» **Compito assegnato**: Riporti in una tabella Markdown le righe comprese tra quella che contiene "Query: curled sprout tail" e quella che contiene "75L74 77L74 78L77", entrambe incluse, con le colonne "Numero" e "Riga della voce" e omettendo le righe vuote.

» **Righe del dataset**:
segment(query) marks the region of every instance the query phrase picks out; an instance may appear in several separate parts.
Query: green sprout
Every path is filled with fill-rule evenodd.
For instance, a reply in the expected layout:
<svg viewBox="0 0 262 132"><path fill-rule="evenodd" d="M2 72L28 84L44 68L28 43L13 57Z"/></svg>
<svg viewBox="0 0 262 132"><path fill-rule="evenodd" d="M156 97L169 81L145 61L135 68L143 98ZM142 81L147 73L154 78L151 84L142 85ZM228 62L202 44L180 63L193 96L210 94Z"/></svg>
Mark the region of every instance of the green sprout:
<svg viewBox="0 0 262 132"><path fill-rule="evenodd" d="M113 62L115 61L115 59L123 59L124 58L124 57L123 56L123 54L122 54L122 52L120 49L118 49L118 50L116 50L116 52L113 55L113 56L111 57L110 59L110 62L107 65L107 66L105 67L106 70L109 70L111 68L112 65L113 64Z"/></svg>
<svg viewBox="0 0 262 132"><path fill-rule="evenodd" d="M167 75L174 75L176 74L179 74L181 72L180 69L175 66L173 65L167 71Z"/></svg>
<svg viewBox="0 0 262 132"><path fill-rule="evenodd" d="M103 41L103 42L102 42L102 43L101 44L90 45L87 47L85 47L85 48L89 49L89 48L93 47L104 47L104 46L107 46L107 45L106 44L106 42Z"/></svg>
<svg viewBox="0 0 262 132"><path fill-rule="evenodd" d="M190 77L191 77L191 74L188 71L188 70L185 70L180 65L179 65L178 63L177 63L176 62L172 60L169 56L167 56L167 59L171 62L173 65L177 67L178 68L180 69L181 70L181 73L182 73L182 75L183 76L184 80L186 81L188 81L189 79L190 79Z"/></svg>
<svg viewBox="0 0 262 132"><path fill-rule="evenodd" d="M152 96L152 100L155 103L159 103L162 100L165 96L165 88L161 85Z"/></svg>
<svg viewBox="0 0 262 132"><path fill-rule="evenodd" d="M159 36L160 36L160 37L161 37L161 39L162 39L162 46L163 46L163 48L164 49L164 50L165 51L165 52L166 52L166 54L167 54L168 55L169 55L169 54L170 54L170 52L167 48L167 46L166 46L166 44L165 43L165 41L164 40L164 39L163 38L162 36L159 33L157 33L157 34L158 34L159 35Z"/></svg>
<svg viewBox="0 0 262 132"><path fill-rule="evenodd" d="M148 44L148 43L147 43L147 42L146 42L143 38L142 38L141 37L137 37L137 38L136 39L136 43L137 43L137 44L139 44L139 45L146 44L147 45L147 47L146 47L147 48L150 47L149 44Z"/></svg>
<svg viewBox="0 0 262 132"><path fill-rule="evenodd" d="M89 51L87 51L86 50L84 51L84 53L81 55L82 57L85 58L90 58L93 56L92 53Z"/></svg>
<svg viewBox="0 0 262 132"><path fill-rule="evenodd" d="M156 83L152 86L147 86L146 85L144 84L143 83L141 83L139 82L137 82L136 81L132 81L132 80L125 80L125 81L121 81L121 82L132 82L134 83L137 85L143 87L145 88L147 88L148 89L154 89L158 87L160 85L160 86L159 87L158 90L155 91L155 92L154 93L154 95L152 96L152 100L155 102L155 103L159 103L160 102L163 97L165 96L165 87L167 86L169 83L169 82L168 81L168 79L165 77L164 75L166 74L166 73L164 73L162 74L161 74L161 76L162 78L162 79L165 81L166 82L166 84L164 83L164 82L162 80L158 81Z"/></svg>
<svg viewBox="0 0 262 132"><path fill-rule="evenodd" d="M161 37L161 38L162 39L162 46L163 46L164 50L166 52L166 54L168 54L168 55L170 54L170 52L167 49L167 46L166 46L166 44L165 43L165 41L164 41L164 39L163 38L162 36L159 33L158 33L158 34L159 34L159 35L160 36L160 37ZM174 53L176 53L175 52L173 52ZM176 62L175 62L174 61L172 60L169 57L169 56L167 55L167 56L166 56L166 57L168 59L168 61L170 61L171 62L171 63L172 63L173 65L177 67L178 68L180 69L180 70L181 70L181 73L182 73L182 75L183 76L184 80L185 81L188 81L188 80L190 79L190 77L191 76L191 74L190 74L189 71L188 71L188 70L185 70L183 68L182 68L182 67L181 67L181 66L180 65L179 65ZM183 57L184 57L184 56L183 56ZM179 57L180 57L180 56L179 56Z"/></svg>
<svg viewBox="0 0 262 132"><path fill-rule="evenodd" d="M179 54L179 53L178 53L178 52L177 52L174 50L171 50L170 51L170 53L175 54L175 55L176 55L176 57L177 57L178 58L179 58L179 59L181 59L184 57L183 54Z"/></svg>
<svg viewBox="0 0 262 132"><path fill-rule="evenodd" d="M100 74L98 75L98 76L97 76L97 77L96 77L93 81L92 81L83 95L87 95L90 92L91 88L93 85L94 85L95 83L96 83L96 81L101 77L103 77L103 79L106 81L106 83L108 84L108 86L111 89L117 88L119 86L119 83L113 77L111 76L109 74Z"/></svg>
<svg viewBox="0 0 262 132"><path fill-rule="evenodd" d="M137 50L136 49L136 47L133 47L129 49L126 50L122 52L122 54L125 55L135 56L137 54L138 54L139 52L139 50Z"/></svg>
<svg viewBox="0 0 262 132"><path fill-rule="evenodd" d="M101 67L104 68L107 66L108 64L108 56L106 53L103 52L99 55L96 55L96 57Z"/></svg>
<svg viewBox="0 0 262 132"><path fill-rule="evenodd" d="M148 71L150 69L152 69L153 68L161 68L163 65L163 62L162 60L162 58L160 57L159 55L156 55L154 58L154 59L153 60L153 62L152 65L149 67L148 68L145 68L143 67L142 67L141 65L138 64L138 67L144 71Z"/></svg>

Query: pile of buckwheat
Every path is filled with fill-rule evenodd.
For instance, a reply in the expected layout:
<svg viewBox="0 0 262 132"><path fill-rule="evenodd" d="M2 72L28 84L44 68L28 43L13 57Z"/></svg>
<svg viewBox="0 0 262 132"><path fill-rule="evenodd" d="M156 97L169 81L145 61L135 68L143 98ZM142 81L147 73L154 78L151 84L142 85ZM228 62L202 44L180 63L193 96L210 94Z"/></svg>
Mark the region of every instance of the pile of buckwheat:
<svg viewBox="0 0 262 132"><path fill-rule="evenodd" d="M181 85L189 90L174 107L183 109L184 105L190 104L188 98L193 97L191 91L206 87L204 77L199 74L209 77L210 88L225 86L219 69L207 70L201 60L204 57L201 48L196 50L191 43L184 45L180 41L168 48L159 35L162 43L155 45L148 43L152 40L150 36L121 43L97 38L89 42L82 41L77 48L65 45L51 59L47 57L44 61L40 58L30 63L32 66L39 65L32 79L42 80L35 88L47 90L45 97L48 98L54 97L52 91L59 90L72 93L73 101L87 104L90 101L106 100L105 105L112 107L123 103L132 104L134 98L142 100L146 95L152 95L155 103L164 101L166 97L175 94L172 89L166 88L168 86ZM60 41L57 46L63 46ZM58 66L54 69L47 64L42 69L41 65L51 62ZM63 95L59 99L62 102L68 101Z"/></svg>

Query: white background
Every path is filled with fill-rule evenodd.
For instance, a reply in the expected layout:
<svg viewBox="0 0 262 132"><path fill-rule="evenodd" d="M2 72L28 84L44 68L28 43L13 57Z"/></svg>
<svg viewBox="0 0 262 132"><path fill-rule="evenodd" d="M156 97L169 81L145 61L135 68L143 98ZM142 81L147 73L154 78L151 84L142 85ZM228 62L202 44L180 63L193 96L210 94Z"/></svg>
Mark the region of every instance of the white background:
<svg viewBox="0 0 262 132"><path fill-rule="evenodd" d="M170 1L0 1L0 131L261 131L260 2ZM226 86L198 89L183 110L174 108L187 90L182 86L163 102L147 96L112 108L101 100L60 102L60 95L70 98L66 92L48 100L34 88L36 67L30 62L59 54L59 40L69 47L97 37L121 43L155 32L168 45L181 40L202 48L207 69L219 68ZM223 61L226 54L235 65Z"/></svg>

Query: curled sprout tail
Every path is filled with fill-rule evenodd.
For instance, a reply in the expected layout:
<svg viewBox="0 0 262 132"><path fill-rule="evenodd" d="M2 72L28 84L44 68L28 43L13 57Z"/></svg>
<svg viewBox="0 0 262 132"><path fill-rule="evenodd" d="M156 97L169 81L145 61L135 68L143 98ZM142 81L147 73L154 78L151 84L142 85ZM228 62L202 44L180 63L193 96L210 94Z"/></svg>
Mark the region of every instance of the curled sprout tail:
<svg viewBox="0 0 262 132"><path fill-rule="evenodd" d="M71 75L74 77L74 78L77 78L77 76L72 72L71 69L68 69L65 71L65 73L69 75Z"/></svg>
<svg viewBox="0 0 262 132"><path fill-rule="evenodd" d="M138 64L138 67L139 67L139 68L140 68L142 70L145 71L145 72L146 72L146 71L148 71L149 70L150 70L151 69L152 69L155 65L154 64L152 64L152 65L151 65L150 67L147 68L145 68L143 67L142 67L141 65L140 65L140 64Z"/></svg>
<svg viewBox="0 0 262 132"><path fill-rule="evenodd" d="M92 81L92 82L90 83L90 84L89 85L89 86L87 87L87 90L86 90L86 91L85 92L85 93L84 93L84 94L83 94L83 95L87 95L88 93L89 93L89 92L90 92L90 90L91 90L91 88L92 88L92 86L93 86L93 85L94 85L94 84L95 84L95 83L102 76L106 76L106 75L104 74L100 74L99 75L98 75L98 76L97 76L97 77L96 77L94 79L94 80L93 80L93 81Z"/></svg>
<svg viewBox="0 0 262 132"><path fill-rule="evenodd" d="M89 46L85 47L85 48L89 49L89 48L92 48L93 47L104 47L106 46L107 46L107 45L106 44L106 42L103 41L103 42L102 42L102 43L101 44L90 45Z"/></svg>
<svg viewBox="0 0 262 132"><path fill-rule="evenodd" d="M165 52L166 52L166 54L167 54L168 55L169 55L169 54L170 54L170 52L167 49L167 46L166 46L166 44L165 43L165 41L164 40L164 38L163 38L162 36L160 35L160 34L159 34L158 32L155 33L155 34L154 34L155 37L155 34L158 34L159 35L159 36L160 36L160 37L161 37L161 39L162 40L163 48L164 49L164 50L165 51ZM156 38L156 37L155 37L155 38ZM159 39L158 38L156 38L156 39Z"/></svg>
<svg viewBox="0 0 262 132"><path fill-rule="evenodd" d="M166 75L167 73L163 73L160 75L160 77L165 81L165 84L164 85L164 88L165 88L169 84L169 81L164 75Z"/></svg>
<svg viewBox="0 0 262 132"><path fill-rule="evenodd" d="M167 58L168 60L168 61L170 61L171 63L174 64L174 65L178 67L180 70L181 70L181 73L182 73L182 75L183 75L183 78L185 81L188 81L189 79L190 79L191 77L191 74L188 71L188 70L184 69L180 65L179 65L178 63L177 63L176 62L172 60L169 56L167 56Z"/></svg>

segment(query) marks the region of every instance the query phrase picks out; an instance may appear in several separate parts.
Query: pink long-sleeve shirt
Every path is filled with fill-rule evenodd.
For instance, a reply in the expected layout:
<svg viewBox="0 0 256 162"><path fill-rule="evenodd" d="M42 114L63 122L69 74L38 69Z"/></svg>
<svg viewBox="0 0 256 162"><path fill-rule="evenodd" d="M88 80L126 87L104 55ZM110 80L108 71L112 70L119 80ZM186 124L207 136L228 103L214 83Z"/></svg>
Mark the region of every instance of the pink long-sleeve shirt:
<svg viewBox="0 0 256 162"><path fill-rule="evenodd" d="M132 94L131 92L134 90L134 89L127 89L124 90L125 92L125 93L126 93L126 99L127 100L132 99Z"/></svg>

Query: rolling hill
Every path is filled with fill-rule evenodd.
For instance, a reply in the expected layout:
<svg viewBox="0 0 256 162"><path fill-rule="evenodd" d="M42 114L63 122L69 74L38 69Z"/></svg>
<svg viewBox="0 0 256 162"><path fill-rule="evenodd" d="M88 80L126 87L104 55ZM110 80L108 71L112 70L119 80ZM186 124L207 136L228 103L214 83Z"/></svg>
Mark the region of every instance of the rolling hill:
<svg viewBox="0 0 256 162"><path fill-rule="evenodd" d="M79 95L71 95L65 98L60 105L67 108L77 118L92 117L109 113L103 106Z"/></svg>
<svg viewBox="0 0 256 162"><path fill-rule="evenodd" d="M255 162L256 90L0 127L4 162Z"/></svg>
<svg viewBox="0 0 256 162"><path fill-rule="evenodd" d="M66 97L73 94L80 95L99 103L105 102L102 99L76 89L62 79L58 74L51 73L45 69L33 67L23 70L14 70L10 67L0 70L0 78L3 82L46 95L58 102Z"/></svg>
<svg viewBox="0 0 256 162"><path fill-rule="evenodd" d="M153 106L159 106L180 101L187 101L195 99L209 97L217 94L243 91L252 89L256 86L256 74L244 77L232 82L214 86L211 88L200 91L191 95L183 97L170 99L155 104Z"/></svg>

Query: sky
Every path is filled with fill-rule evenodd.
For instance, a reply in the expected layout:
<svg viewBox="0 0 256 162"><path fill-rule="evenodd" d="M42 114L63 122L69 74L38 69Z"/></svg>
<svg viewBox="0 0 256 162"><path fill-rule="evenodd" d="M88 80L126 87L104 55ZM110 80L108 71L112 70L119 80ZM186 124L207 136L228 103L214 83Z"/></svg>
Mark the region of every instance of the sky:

» **Risposta all'esercizio**:
| Numero | Riga della voce |
|---|---|
| 1 | Query: curled sprout tail |
| 2 | Every path is filled with fill-rule evenodd. |
| 3 | For instance, a reply in the expected layout: |
| 4 | <svg viewBox="0 0 262 132"><path fill-rule="evenodd" d="M2 72L28 84L44 68L28 43L13 57Z"/></svg> |
| 5 | <svg viewBox="0 0 262 132"><path fill-rule="evenodd" d="M156 97L169 81L145 61L135 68L143 98ZM142 81L147 73L154 78L151 84L142 85ZM228 62L202 44L180 63L193 96L210 94Z"/></svg> |
| 6 | Mark the region of every instance of the curled sprout tail: |
| 7 | <svg viewBox="0 0 262 132"><path fill-rule="evenodd" d="M71 75L74 77L74 78L77 78L77 76L72 72L71 69L68 69L65 71L65 73L69 75Z"/></svg> |